Excerpted passage:
§

Om Malik on Sun's Problems. I think that he may have a point - they provide great equipment at a pretty good price point. Their problem is not that they can't get their PR right but that they have not got their sales comp in line with their revised strategy.

A sense also emanates from Sun that they would struggle to organize a piss up in a brewery.
An interesting report from Crescendo Ventures on investing in the Storage Industry Crescendo Ventures Report on Overspending it claims that there are a number of surprising results. Amongst them that the companies with the most cash weren't the most succesful. Firstly as a VC with a massively under-capitalised fund I am glad to hear it. The so-what that they draw is that it allowed companies to follow misguided strategies for too long. My take would be that it allowed the management to feel too comfortable and did not challenge them.

Treat em mean; keep em keen.

05 December 2003

SAP Ventures Comments on Sales Teams I liked this post - salesman are whores. Pay them and they are happy; don't and they aren't. The unspoken link is don't bring in a charging salesman in to an early stage team. They go after the easiest accounts because they want to get paid and aren't that keen on market development.

§

Collected material:
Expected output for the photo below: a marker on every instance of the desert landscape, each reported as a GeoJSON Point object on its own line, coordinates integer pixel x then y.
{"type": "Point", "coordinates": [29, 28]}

§

To-do list:
1. Answer these about the blog excerpt:
(a) What has Sun not brought in line with its revised strategy?
(b) Which industry does the Crescendo Ventures report cover?
(c) Why do salesmen go after the easiest accounts, according to the comments on SAP Ventures?
2. How would you put this sentence from the blog excerpt into French: "The so-what that they draw is that it allowed companies to follow misguided strategies for too long."
3. Could you write more of the blog excerpt, picking up after its last sentence?

Per-task answers:
1.
(a) Its sales comp.
(b) The storage industry.
(c) Because they want to get paid.

2. La conclusion qu'ils en tirent, c'est que cela a permis aux entreprises de suivre des stratégies mal avisées pendant trop longtemps.

3.
22 December 2003

Arun Sarin; Vodafone's CEO on 3G, Life and the Universe

Arun Sarin here giving a full interview to the FT on Vodafone's strategy. For those of you with a subscription here is the link. For those without, a quick cut and paste;

"But are we investing seriously? - the answer is yes. And the point is it's not just that we're investing in 3G networks which are an important piece but we're investing in 3G handsets, we're investing in 3G content, we're investing in 3G service delivery platforms because it takes much more than just some infrastructure and a handset out there . That's kind of 2G thinking. The 3G world is a little more complicated and requires a little more systems integration on our part to bring these new products and services to light."

The interviewer immediate follow up question was back to handsets, which as I have pointed out before is neither the question nor the answer to the future of wireless connectivity. How players control the service delivery platform ("SDP") is. Vodafone are a mile ahead of their competitors in this. I don't think that this is generally understood. Too many VC dollars are still being thrown at the handset end of the market and far too few in to the engine.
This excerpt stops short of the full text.